[[ SOURCE EXTRACT, beginning ]]
Milwaukee County Sheriff's Office

The community learned more, last week, about the death of a mentally ill inmate in the Milwaukee County Jail.

Terrill Thomas had been in lockup for nine days when he died in his cell on April 24th.

According to the medical examiner’s report, Terrill Thomas died of “profound” dehydration while in solitary confinement.

Fellow inmates say he hadn’t had water for six days and they told jail staff he was sick and needed help.

The American Civil Liberties Union of Wisconsin, or the ACLU, has had serious concerns about inmate access to medical and mental health care for nearly 20 years.

In 1997, the ACLU, along with Legal Aid, filed a class action lawsuit. It was settled in 2001, when Milwaukee County agreed to improve conditions at the jail, and allow medical monitors to inspect the place twice a year.

WUWM’s Bonnie Petrie speaks with Legal Aid’s Pete Koneazny, who participated in the most recent inspection - just weeks after Terrill Thomas died.

“I talked to an inmate who was very upset about it because other inmates had been trying to get attention for Mr. Thomas and were sad that he died and the felt that they had tried very hard to get someone to pay attention to him, so that was particularly disturbing,” Koneazny says.

He says Thomas’s death, coming now, after fifteen years of medical monitoring at the jail is somewhat unexpected because access to medical and mental health care has improved. Beforehand, Koneazny says, the jail went a long-time without a medical director and years without a chief psychiatrist. Then, about two years ago, the county hired a private company called Armor Correctional Healthcare to provide services.

Koneazny says, if staff had followed jail policy, Thomas – who was bipolar - might have been handled differently before he was sent to the segregation unit for flooding his cell.

“People with mental illness are to be screened and approved by the medical staff before going to 4D, and there should be regular rounds by the custody staff every half an hour and medical staff at least once a day, if not more,” he says.

Koneazny says someone dropped the ball, if a man died of thirst.

“The idea that someone could be in that level of distress and none of the people going through paid attention to that, dropping the ball is maybe the kindest way it can be put,” he adds.

Now the ACLU and the medical monitors are among those trying to figure out what went wrong. “If it’s a matter of the policy is appropriate, which it appears to be, and it’s a question of moral or culture to have walk through and say they checked on somebody and in fact didn’t check on people, it may be isolated to a set number of people working in the institution,” Koneazny says. “But certainly we’d like to know how this can be prevented from happening again.”

Armor health care is named as a defendant in several lawsuits, including one the state of New York filed, claiming the company provided inadequate medical care to inmates in Nassau County, several of whom have died.

READ: New York Sues Embattled Jail Health Services Provider Over Alleged Neglect

With regard to the New York state lawsuit, Armor has said in statement: "Armor is proud of its work caring for the inmates at the Nassau County facility."

Regarding Thomas's death, Armor sent WUWM a statement. It says the following:

"Armor’s sole focus is the delivery of quality patient care. Our sympathy goes to the family involved in this situation. A component of quality care is respect for the privacy of our patients and their personal health information. Armor does not comment on our patients healthcare as well as abides by Federal healthcare laws."
[[ SOURCE EXTRACT, end ]]
#### EXERCISE INSTRUCTIONS
• 1. Update the jail death article from "He says Thomas’s" to "flooding his cell.", swapping "segregation unit" for "isolation unit".
• 2. According to the jail death article, why does Koneazny find Terrill Thomas's death somewhat unexpected?
• 3. In the jail death article, what cause of death does the medical examiner's report give for Terrill Thomas?
The lines have no connection to the jail death article.
[[ SUPPLIED INFORMATION, beginning ]]
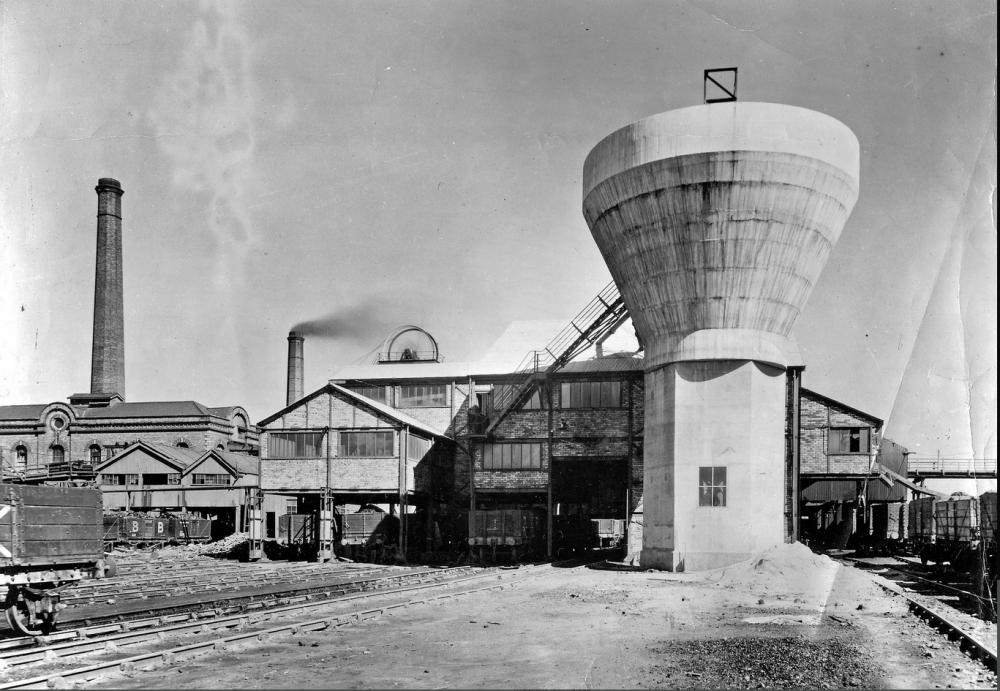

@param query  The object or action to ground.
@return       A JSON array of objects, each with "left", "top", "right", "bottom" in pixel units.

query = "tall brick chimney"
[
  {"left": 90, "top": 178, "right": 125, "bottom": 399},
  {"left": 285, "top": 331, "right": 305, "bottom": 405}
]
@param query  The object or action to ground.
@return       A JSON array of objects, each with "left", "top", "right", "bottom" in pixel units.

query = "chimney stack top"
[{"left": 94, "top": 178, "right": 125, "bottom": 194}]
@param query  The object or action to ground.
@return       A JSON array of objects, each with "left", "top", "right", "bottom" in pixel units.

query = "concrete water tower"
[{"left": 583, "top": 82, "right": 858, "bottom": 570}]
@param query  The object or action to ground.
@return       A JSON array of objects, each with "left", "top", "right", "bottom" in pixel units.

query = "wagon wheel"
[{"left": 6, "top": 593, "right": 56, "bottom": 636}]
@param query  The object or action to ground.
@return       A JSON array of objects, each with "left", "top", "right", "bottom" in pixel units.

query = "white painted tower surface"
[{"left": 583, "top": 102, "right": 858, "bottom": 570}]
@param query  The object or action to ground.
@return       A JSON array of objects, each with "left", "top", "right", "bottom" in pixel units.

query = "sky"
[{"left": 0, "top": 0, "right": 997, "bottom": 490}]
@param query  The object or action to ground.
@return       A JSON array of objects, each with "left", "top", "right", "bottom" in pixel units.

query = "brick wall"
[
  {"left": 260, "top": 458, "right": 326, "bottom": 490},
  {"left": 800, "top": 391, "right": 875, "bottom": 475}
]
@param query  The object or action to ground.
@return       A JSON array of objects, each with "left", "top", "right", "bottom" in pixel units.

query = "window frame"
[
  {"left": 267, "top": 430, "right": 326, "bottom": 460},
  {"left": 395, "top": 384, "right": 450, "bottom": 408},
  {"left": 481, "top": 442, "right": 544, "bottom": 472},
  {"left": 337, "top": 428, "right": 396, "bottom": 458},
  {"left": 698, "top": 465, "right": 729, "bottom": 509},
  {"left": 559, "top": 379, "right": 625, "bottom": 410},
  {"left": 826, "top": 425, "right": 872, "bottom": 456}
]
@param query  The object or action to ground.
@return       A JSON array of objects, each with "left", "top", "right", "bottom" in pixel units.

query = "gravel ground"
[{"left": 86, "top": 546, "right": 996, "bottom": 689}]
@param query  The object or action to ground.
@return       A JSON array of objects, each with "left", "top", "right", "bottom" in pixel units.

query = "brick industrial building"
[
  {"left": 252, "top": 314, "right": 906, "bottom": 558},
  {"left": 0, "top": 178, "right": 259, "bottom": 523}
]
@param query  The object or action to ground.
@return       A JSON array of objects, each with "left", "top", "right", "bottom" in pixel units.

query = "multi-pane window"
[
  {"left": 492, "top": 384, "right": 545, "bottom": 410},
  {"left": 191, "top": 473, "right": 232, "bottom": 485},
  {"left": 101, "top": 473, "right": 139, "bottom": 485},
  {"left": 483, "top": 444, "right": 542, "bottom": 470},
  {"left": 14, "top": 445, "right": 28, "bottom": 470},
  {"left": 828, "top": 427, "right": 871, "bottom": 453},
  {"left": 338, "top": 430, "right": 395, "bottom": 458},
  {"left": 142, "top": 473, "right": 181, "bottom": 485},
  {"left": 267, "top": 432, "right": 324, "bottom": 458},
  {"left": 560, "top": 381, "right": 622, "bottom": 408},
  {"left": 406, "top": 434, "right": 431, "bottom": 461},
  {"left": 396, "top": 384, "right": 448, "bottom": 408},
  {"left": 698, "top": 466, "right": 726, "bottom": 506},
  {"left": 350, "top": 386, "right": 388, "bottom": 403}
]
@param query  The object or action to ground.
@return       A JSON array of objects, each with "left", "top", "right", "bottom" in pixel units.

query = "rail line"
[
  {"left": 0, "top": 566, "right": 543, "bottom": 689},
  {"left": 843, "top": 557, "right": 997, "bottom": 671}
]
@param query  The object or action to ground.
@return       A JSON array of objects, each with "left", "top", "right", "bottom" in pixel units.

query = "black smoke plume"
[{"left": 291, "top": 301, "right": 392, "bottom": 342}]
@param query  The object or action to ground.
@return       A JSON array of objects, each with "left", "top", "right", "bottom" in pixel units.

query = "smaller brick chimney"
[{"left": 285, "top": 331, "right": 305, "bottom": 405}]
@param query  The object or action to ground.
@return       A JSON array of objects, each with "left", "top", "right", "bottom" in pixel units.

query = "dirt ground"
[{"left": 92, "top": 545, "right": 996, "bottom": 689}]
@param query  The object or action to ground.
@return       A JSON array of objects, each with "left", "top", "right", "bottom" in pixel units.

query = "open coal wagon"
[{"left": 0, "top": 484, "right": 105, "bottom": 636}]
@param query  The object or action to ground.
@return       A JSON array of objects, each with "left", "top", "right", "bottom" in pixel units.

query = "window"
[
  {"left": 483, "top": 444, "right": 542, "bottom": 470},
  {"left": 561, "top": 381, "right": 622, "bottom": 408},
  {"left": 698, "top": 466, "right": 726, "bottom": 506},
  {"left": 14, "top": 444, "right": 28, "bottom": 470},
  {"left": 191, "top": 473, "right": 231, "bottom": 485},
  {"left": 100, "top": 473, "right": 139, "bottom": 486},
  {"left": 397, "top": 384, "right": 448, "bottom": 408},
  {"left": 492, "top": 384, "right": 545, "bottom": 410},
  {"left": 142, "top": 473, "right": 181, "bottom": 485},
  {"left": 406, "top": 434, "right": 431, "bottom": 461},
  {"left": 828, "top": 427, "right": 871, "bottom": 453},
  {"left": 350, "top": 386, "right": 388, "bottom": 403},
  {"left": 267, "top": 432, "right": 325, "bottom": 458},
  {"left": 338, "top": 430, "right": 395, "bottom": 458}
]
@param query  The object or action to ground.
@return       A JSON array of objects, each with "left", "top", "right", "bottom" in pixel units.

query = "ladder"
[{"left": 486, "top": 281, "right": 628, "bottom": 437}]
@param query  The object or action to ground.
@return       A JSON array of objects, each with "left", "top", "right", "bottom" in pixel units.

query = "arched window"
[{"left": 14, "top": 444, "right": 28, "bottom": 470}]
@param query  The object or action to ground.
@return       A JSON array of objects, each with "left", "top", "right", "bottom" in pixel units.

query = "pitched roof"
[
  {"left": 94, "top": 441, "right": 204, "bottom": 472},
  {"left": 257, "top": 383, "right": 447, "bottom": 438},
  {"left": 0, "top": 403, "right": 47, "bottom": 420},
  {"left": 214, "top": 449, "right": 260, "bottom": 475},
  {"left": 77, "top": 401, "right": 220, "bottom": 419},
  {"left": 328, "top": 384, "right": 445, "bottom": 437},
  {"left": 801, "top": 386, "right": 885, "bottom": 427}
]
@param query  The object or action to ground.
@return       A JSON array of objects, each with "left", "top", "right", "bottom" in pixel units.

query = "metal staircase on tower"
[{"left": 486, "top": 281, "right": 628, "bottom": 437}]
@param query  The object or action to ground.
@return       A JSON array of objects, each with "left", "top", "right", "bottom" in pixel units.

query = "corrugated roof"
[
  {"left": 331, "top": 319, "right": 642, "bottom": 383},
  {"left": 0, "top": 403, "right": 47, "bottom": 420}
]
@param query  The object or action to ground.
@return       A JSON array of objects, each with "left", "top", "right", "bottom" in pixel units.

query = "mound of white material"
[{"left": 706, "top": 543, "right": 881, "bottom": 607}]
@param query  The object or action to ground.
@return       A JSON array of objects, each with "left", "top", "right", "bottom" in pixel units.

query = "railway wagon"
[[ SUPPLIED INFORMATION, end ]]
[[ SUPPLIED INFORMATION, beginning ]]
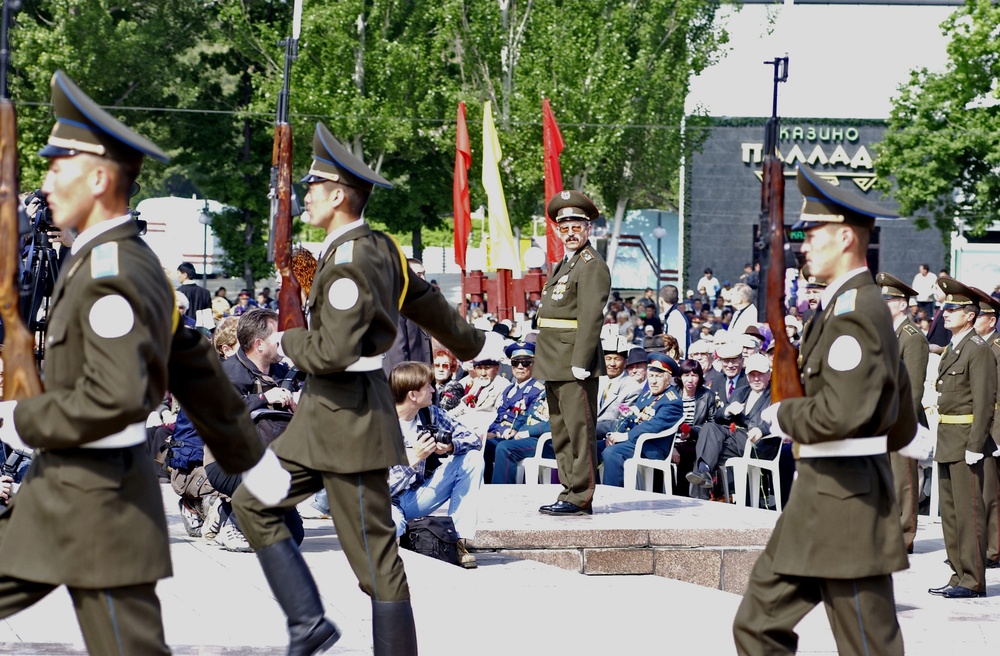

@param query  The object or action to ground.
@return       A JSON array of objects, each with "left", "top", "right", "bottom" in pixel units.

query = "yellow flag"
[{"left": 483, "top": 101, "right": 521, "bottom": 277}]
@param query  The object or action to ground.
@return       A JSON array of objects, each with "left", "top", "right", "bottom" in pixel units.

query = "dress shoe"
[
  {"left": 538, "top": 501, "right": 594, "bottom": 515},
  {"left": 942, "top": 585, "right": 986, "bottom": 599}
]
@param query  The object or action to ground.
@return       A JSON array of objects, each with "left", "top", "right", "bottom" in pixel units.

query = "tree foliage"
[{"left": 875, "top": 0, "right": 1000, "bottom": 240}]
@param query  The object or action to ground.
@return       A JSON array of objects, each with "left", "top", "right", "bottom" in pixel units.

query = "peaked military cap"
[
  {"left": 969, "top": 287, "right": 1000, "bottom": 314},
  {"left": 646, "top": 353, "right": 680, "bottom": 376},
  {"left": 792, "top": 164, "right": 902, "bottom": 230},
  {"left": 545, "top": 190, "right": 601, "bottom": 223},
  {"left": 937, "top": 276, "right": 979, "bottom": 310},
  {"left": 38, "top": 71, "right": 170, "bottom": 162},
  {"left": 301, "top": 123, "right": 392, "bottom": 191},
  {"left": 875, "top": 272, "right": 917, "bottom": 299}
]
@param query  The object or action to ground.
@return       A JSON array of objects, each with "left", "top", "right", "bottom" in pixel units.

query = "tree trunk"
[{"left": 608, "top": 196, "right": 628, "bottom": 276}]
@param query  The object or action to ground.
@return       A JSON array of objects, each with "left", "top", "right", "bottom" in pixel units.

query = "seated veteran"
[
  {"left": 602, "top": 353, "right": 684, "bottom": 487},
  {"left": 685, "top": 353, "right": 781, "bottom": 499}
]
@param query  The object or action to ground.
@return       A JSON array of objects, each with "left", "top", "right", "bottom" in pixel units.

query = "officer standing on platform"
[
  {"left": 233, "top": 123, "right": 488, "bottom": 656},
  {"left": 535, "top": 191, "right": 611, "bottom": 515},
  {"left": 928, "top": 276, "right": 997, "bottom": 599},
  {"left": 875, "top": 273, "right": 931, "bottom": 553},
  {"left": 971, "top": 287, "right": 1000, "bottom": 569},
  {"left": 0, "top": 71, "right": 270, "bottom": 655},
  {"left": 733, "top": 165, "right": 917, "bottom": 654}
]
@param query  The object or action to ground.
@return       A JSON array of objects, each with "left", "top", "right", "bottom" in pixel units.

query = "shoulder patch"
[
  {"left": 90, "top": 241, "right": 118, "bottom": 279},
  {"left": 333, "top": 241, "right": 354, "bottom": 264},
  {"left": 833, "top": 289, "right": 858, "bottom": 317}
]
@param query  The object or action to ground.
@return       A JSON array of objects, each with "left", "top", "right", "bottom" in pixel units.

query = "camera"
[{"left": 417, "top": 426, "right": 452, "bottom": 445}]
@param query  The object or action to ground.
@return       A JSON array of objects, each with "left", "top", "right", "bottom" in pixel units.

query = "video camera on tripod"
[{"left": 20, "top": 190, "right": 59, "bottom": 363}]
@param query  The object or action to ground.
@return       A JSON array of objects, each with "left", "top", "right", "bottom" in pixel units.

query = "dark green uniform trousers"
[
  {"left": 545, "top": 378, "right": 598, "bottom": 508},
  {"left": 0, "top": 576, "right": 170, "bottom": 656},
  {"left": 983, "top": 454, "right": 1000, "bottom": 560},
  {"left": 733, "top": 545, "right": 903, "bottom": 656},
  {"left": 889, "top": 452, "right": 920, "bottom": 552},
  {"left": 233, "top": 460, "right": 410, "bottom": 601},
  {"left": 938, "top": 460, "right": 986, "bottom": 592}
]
[[ SUPPLIED INFORMATION, end ]]
#### RESULTS IN ORDER
• 1.
He says Thomas’s death, coming now, after fifteen years of medical monitoring at the jail is somewhat unexpected because access to medical and mental health care has improved. Beforehand, Koneazny says, the jail went a long-time without a medical director and years without a chief psychiatrist. Then, about two years ago, the county hired a private company called Armor Correctional Healthcare to provide services.

Koneazny says, if staff had followed jail policy, Thomas – who was bipolar - might have been handled differently before he was sent to the isolation unit for flooding his cell.

• 2. After fifteen years of medical monitoring at the jail, access to medical and mental health care had improved.

• 3. "Profound" dehydration while in solitary confinement.